◆ TASK TO COMPLETE ◆
Return every line of the data below that includes the string "photo".

◆ INFORMATION SUPPLIED ◆
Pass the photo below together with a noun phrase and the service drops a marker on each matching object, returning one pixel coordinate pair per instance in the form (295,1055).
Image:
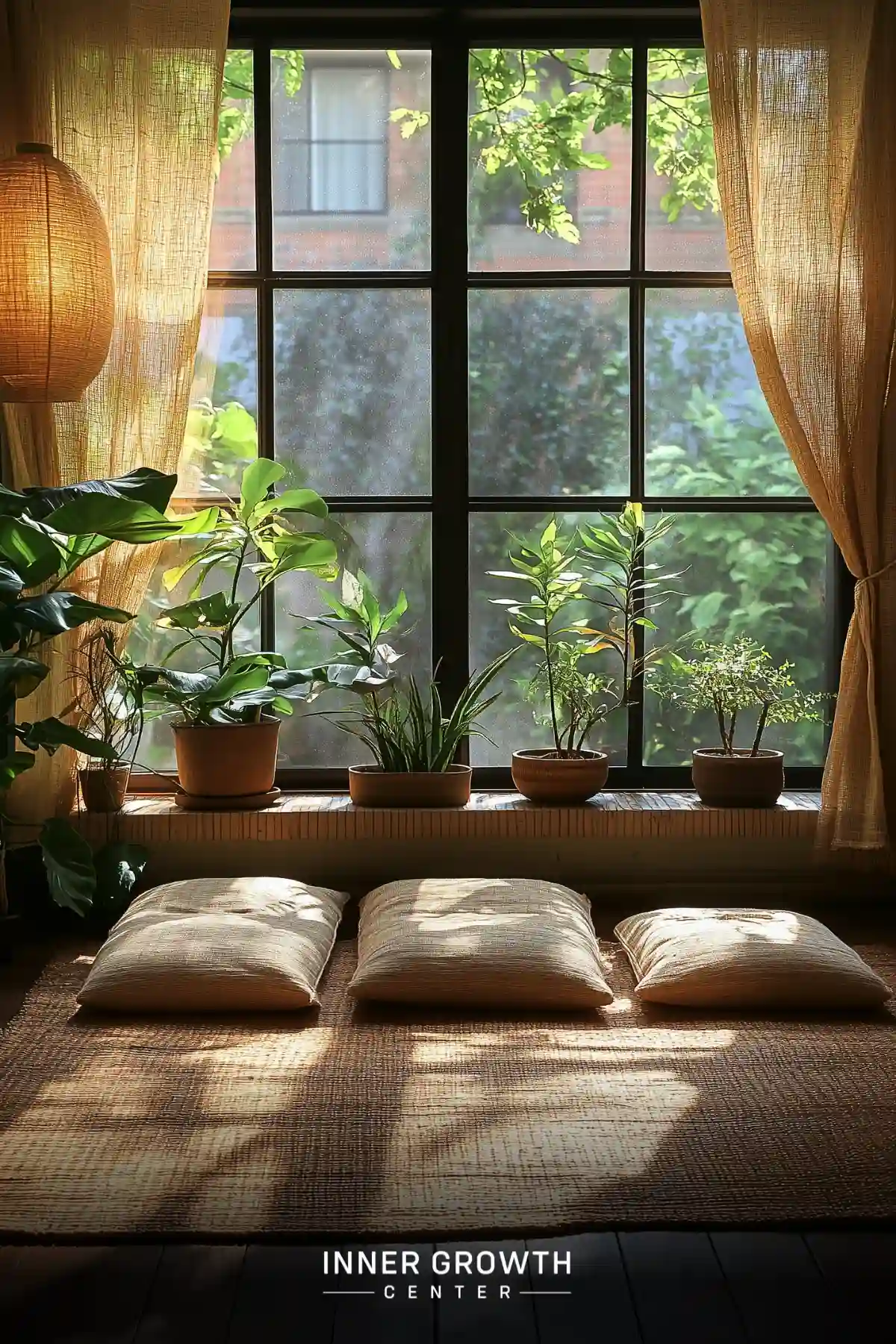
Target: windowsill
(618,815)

...

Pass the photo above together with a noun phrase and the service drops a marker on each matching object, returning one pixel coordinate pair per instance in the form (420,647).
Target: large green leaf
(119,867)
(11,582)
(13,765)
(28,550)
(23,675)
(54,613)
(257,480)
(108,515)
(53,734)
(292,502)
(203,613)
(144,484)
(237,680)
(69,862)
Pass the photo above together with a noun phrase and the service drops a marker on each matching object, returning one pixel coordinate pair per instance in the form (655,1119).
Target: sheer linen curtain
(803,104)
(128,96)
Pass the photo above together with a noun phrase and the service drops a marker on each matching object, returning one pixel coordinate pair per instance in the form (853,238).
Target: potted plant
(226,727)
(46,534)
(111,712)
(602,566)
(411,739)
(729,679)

◆ EXERCISE RESPONSE ◆
Pass the photo below together with a noun phrase and the service drops a marker on each matching object, returning one pixel coordinate pair per instance in the form (295,1055).
Pass the photo above together with a noun phrase and the service drops a marker on each matching object, returning one pixel coordinate pair per instance in the form (420,647).
Pass the photo above together with a noun phrase and the service drops a marker on each matching object, returning one pixel coordinate pair per instance in the form (655,1119).
Pass the photo above together with a noun phrase and the service drops a marker on each matching object, returning one pixel coordinate pair per instance in the form (853,238).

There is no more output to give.